__What to produce__:
From the forum message below, list the words that the quoted definition of colligation calls nearly synonymous.

__Passage provided__:
--------
Michael Beddow wrote:
> The classic example of this, long before TEI -- or SGML -- was thought of,
> was John Burrows' encoding, in a database-like format, of Jane Austen's
> novels. [see J.B., Computation into Criticism, Oxford 1987].
This is indeed the locus classicus for the kind of markup Martin has in
mind. It doesn't actually predate the TEI that much, and doesn't predate
SGML at all. More interestingly, perhaps, I can now reveal that I
personally wasted several weeks of my life on the thankless task of
converting that "database-like format" into kosher TEI SGML shortly
afterwards. I say "thankless" advisedly, because OUP then decided they
didn't see the point of publishing electronic texts anyway.
Not a problem for TEI markup of course: just use the "who" attribute on
> he got statistically stronger differentiations by considering
> the frequency and collocations/colligations of such "stopwords" in the
> speech assigned to specific characters than he did from more apparently
> "characteristic" stylistic or lexical features.
I'm surprised to see someone generally so careful with language as
Michael implying that "collocation" and "colligation" are
interchangeable technical terms. Most people working in corpus
linguistics these days tend to distinguish them rather sharply. E.g.
"Colligation is a type of collocation, but where a lexical item is
linked to a grammatical one. Surprising, amazing and astonishing are
nearly synonymous. We can say it is astonishing/suprising/amazing, but
we tend to say it is not surprising and not the others- surprising
colligates with the negative."
--------
__Information given__:
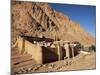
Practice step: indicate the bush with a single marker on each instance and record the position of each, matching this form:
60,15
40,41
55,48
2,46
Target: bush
92,48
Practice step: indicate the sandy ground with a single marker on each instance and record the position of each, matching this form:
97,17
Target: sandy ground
25,64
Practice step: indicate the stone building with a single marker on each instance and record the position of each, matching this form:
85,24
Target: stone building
45,50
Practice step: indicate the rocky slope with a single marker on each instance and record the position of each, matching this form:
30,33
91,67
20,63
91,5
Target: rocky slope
34,19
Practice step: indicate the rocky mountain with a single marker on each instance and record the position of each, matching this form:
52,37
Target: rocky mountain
34,19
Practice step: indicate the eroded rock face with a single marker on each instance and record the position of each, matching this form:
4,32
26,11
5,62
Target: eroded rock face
33,19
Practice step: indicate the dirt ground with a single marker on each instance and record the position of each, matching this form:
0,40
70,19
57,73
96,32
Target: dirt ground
25,64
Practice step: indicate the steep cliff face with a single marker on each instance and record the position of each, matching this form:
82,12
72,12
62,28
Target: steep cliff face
34,19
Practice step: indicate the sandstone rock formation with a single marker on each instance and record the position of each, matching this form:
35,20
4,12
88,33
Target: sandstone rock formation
34,19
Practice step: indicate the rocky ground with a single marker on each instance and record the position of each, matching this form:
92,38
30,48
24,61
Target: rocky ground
25,64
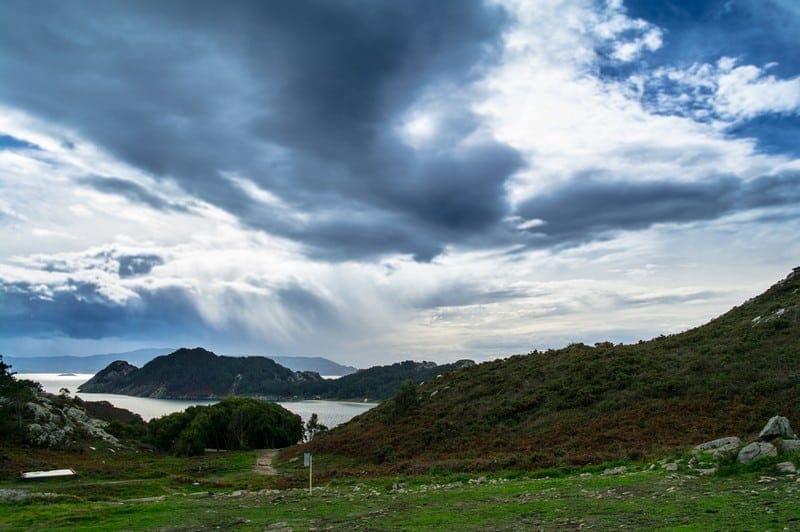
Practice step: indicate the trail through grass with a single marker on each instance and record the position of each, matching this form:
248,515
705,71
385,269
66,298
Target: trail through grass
223,490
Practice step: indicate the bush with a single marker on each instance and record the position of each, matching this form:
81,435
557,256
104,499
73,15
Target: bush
234,423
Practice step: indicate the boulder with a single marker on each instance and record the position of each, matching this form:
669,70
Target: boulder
777,427
756,451
789,446
721,445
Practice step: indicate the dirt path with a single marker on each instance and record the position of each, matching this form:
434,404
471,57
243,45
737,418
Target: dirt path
264,462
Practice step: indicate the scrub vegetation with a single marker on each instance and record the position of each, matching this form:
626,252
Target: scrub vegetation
581,437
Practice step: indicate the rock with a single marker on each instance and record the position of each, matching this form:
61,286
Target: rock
721,445
789,446
756,451
777,427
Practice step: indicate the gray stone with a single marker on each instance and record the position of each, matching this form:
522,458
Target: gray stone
756,451
777,427
789,446
721,445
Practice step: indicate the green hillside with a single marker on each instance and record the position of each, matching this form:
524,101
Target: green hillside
585,404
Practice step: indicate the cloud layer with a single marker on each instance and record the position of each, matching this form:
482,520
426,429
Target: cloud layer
390,179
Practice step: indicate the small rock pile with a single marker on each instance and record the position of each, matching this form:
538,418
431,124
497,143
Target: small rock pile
776,438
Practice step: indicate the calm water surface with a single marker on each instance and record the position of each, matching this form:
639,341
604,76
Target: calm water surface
330,413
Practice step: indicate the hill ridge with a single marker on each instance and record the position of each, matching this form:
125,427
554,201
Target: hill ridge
583,404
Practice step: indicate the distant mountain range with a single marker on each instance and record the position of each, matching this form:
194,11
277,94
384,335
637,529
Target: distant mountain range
81,364
200,374
140,357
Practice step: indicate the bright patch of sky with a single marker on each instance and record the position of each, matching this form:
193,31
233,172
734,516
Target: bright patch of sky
390,182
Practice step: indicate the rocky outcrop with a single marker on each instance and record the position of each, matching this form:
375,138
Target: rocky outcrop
777,427
720,446
776,438
61,425
756,451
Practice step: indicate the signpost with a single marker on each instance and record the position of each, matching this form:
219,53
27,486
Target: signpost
308,462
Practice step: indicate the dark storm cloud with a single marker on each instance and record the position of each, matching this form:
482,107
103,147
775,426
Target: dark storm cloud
131,191
588,207
303,98
80,310
7,142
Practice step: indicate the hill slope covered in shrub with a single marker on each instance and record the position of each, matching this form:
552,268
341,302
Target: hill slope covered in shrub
583,404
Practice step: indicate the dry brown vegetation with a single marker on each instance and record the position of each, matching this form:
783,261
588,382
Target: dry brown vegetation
587,404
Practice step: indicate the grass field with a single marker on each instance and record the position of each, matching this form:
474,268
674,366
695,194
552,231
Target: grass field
130,491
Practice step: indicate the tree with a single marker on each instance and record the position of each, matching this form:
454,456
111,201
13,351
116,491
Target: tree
313,427
406,400
17,393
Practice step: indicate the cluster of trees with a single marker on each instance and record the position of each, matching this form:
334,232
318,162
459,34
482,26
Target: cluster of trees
233,423
14,395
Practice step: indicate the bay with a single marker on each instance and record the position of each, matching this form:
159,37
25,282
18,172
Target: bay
330,413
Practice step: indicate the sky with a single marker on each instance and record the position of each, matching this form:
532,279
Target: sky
375,181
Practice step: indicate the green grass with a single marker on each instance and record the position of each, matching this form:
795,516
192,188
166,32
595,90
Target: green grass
191,494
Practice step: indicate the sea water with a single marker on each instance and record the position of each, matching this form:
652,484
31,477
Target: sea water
329,413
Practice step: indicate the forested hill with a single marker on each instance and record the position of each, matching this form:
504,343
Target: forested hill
586,404
198,374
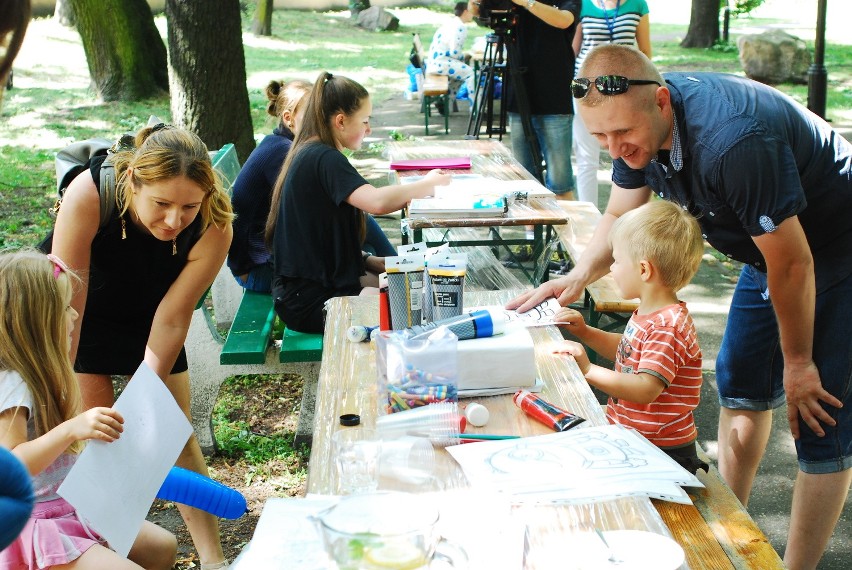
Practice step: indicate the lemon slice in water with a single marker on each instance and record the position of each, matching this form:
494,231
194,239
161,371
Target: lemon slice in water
--------
__The result__:
Surprising, amazing, astonishing